Source records
========
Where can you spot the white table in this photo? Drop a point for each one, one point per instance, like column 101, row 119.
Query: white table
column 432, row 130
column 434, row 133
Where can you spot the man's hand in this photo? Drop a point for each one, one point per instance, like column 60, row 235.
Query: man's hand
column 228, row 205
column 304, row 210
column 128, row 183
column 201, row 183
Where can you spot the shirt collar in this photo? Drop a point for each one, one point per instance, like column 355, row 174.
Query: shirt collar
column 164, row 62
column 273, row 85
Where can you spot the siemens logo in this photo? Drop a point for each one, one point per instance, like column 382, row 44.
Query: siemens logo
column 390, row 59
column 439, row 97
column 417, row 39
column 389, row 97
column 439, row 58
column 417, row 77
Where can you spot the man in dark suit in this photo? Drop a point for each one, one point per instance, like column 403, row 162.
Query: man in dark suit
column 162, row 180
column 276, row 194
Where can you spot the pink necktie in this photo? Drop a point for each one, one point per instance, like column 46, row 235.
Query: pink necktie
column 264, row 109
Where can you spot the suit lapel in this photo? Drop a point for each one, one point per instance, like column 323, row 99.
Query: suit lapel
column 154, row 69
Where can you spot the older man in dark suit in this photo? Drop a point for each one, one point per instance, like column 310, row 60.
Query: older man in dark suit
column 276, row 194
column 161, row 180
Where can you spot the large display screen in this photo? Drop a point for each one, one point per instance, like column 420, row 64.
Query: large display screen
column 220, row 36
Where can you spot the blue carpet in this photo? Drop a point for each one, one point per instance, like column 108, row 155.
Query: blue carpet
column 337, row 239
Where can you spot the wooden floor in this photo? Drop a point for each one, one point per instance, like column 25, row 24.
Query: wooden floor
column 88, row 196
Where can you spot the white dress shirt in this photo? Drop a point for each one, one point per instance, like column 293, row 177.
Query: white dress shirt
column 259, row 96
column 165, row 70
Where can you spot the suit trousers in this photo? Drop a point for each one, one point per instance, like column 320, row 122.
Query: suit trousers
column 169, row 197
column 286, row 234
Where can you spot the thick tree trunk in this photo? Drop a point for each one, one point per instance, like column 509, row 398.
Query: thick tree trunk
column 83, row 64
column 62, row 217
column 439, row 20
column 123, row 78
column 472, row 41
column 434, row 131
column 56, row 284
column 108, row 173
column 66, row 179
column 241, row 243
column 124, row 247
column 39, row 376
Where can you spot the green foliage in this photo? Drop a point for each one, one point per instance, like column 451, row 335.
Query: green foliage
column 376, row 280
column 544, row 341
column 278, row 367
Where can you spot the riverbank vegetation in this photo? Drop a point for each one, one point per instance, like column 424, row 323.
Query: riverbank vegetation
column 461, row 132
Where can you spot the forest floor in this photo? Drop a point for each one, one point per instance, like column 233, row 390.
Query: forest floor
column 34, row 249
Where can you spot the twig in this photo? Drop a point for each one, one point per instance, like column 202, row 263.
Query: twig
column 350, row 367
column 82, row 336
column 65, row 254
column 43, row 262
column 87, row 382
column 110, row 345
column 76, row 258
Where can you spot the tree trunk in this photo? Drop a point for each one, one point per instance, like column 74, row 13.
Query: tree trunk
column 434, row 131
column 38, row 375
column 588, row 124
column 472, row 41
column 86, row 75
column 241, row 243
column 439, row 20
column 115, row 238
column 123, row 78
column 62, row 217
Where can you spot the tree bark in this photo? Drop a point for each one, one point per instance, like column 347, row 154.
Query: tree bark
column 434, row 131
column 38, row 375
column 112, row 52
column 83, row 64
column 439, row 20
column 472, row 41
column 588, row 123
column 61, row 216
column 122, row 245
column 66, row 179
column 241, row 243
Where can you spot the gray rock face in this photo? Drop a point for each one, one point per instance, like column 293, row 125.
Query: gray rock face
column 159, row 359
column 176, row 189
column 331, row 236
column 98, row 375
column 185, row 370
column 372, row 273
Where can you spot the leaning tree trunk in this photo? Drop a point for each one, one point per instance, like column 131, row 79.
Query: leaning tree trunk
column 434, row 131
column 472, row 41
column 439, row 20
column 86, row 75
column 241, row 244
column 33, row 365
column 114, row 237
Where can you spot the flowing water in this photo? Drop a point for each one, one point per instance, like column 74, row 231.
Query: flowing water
========
Directions: Can you repeat, word for word, every line above from the one containing "Query: twig" down to the one containing "Where can you spot the tree bark", including both?

Written response:
Query: twig
column 350, row 367
column 82, row 336
column 65, row 254
column 43, row 262
column 87, row 382
column 110, row 345
column 76, row 258
Where can you spot the tree trunk in this photo? Drop a point for each one, one point per instance, like column 74, row 13.
Query: tree trunk
column 434, row 131
column 38, row 375
column 588, row 124
column 472, row 41
column 86, row 75
column 241, row 243
column 439, row 20
column 115, row 238
column 123, row 78
column 62, row 217
Where can you spot the tree bark in this photo? Drop a point for each one, one point per instance, like column 347, row 154.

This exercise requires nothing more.